REQUEST —
Copy the records word for word, starting at the very beginning and ending at the line that contains "133L742 187L863 186L867", including that line.

DATASET RECORDS —
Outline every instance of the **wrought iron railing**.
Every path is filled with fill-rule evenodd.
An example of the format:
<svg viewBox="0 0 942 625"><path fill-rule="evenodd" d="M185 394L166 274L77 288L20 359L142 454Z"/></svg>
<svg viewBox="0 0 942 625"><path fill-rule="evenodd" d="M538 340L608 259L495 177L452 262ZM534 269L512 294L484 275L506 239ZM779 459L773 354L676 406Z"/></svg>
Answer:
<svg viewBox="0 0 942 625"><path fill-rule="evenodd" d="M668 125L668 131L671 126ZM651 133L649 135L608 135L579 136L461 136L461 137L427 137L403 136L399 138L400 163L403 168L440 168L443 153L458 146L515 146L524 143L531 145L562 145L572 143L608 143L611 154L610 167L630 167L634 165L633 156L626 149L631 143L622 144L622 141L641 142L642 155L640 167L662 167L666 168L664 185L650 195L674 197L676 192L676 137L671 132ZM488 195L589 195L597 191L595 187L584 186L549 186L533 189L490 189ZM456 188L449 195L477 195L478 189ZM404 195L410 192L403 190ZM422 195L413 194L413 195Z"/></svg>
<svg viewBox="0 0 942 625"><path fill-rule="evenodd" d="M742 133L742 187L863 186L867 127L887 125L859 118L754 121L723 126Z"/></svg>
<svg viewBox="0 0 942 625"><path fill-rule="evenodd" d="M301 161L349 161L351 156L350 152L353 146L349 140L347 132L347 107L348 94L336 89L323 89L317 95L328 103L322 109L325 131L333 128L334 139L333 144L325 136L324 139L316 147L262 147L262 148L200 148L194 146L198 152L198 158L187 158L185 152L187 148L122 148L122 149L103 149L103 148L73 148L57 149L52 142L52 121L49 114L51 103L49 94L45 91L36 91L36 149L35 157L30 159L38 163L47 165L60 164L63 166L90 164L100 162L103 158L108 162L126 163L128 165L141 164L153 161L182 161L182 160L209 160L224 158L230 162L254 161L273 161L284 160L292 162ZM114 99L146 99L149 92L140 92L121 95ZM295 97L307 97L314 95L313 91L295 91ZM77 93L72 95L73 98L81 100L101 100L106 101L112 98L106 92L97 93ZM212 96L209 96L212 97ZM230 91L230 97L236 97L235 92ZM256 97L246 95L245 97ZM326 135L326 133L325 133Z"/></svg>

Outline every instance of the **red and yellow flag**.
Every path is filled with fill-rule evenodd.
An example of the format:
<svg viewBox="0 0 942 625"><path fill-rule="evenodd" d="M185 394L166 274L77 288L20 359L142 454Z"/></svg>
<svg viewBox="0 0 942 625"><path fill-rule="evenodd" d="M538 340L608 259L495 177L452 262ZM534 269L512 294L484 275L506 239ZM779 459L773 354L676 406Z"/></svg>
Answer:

TASK RESPONSE —
Outline every instance of the **wrought iron railing**.
Every path is filled with fill-rule evenodd.
An example of the format:
<svg viewBox="0 0 942 625"><path fill-rule="evenodd" d="M185 394L166 274L77 288L20 359L142 454Z"/></svg>
<svg viewBox="0 0 942 625"><path fill-rule="evenodd" d="M538 340L608 259L495 177L452 262ZM534 269L512 294L484 275L506 239ZM779 459L773 354L676 406Z"/></svg>
Answer:
<svg viewBox="0 0 942 625"><path fill-rule="evenodd" d="M668 125L668 131L671 126ZM651 133L649 135L608 135L579 136L461 136L461 137L427 137L403 136L399 138L400 163L403 168L440 168L443 153L458 146L515 146L524 143L531 145L562 145L572 143L608 143L611 154L610 167L630 167L634 165L633 156L626 149L631 143L622 144L622 141L641 142L642 155L640 167L662 167L666 168L664 185L650 195L674 197L676 192L676 137L671 132ZM488 195L589 195L597 191L595 187L584 186L549 186L533 189L490 189ZM456 188L449 195L477 195L478 189ZM404 195L410 192L403 190ZM422 195L413 194L413 195Z"/></svg>
<svg viewBox="0 0 942 625"><path fill-rule="evenodd" d="M742 133L742 187L863 186L867 127L887 125L859 118L754 121L723 126Z"/></svg>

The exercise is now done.